[Start]

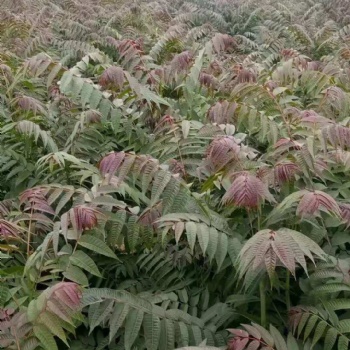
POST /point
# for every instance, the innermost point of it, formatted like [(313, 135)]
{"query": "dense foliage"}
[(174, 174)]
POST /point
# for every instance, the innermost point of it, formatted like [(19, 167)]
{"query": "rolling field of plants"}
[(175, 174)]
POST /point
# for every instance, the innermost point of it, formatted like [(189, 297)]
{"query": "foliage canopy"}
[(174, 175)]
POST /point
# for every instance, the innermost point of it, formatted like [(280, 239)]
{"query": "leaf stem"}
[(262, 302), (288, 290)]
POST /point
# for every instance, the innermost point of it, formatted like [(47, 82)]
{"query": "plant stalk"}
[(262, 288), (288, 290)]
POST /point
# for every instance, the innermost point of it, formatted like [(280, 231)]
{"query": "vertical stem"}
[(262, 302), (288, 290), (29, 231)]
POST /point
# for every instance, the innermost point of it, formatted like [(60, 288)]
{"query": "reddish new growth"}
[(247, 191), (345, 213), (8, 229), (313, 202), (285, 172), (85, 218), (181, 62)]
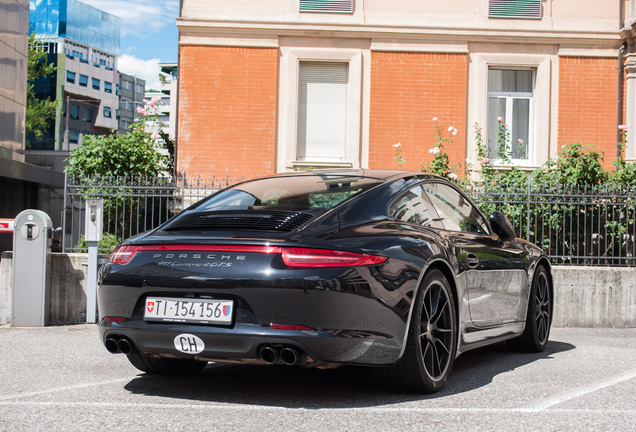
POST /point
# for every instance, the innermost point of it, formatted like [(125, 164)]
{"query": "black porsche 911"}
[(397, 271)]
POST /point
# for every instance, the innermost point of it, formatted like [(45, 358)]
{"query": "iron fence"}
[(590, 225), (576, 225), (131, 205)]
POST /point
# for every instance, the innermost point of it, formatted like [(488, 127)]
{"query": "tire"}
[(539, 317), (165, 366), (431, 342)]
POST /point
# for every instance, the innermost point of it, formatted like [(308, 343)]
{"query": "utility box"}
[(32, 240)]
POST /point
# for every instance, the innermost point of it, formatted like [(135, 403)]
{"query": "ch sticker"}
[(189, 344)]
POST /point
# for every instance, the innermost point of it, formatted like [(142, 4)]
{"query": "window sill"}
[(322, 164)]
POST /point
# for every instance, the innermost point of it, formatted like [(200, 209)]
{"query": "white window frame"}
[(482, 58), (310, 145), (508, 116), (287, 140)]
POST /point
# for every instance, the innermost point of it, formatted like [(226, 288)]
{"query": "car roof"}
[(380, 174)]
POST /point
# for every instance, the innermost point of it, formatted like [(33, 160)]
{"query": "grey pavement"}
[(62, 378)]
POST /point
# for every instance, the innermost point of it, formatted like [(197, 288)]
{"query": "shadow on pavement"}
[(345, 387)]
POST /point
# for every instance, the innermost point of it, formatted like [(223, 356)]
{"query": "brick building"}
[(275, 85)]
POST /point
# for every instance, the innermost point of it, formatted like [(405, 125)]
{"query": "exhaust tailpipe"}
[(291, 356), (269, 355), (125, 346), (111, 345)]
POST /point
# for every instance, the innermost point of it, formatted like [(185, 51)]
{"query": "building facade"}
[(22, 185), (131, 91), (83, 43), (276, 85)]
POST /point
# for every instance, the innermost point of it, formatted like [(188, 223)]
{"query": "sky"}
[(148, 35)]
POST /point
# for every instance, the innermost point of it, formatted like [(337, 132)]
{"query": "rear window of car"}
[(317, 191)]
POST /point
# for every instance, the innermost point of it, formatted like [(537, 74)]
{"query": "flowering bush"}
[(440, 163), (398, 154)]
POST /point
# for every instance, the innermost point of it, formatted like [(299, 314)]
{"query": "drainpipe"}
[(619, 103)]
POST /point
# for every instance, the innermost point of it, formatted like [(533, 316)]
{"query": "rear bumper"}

[End]

Stated problem >> Rewrite every line of the records above as a numbered list, omitting blank lines and leaving the pictures out.

Exercise answer >>
1. POST /point
2. # for every instance, the innermost point of it, formatted like [(313, 135)]
3. {"query": "dense foliage"}
4. [(174, 174)]
5. POST /point
6. # for every instance, the innermost point of it, formatted like [(19, 167)]
7. {"query": "rolling field of plants"}
8. [(175, 174)]
9. POST /point
10. # for every instance, the innermost point of it, formatted like [(189, 297)]
11. {"query": "foliage canopy"}
12. [(174, 175)]
13. POST /point
14. # for every instance, the innermost point of it, formatted like [(280, 239)]
15. {"query": "leaf stem"}
16. [(262, 302), (288, 290)]
17. POST /point
18. # for every instance, the innermost point of it, formatted like [(47, 82)]
19. {"query": "plant stalk"}
20. [(262, 288), (288, 290)]
21. POST /point
22. # for every instance, the innermost point of it, formatted like [(280, 231)]
23. {"query": "vertical stem"}
24. [(262, 302), (288, 290), (29, 231)]
25. POST /point
26. # for every instance, the innermost point of it, formatted like [(60, 288)]
27. {"query": "reddish new growth"}
28. [(247, 191), (345, 213), (8, 229), (313, 202), (285, 172), (85, 218), (181, 62)]
29. POST /point
30. # for every instance, the innermost point of it, formatted like [(125, 164)]
31. {"query": "black porsche 911"}
32. [(397, 271)]
33. POST /point
34. # for every instance, the innermost point of it, formatted like [(45, 358)]
35. {"query": "iron fence"}
36. [(590, 225), (576, 225), (131, 205)]
37. POST /point
38. # for every instance, the innermost point of it, formatted like [(488, 127)]
39. {"query": "tire"}
40. [(539, 317), (165, 366), (431, 342)]
41. POST /point
42. # for every instance, the innermost point of it, formatted like [(308, 343)]
43. {"query": "utility box"}
44. [(32, 240)]
45. POST /point
46. # for every instance, the innermost point of it, formatted like [(135, 403)]
47. {"query": "ch sticker"}
48. [(189, 344)]
49. POST /point
50. # for every instance, the innermost point of it, formatted like [(142, 4)]
51. {"query": "window sill"}
52. [(322, 164)]
53. POST /point
54. # for every instance, the innermost point of it, formatted like [(200, 209)]
55. {"query": "white window frame"}
56. [(482, 58), (310, 145), (508, 116), (287, 140)]
57. POST /point
58. # for every instance, the innermost point of it, formatted like [(226, 288)]
59. {"query": "car roof"}
60. [(380, 174)]
61. POST /point
62. # for every instance, the innermost point of it, formatted like [(33, 160)]
63. {"query": "grey pavement"}
64. [(62, 378)]
65. POST /point
66. # for every instance, the innermost point of it, formatted like [(197, 288)]
67. {"query": "shadow on pavement"}
68. [(345, 387)]
69. POST /point
70. # for every instance, the innermost point of it, formatted like [(223, 356)]
71. {"query": "brick building"}
72. [(275, 85)]
73. POST /point
74. # for every instance, the innermost point of it, formatted like [(405, 125)]
75. {"query": "exhaust tailpipe"}
76. [(291, 356), (269, 355), (125, 346), (111, 345)]
77. POST /point
78. # for every instance, the innermost point of it, formatted like [(185, 51)]
79. {"query": "building facade"}
80. [(22, 185), (131, 91), (83, 43), (276, 85)]
81. POST /point
82. # for every instance, the innermost point of it, formatted like [(188, 223)]
83. {"query": "sky"}
84. [(148, 35)]
85. POST /point
86. # for every instance, the innermost point of it, formatted like [(337, 132)]
87. {"query": "rear window of car"}
88. [(317, 191)]
89. POST /point
90. # for every instance, the innermost point of it, formatted like [(537, 74)]
91. {"query": "flowering bush"}
92. [(440, 163), (398, 154)]
93. POST /point
94. # for every instance, the innermost point of it, formatted like [(299, 314)]
95. {"query": "drainpipe"}
96. [(619, 103)]
97. POST /point
98. # for every instance, the innermost point of it, formatted like [(533, 316)]
99. {"query": "rear bumper"}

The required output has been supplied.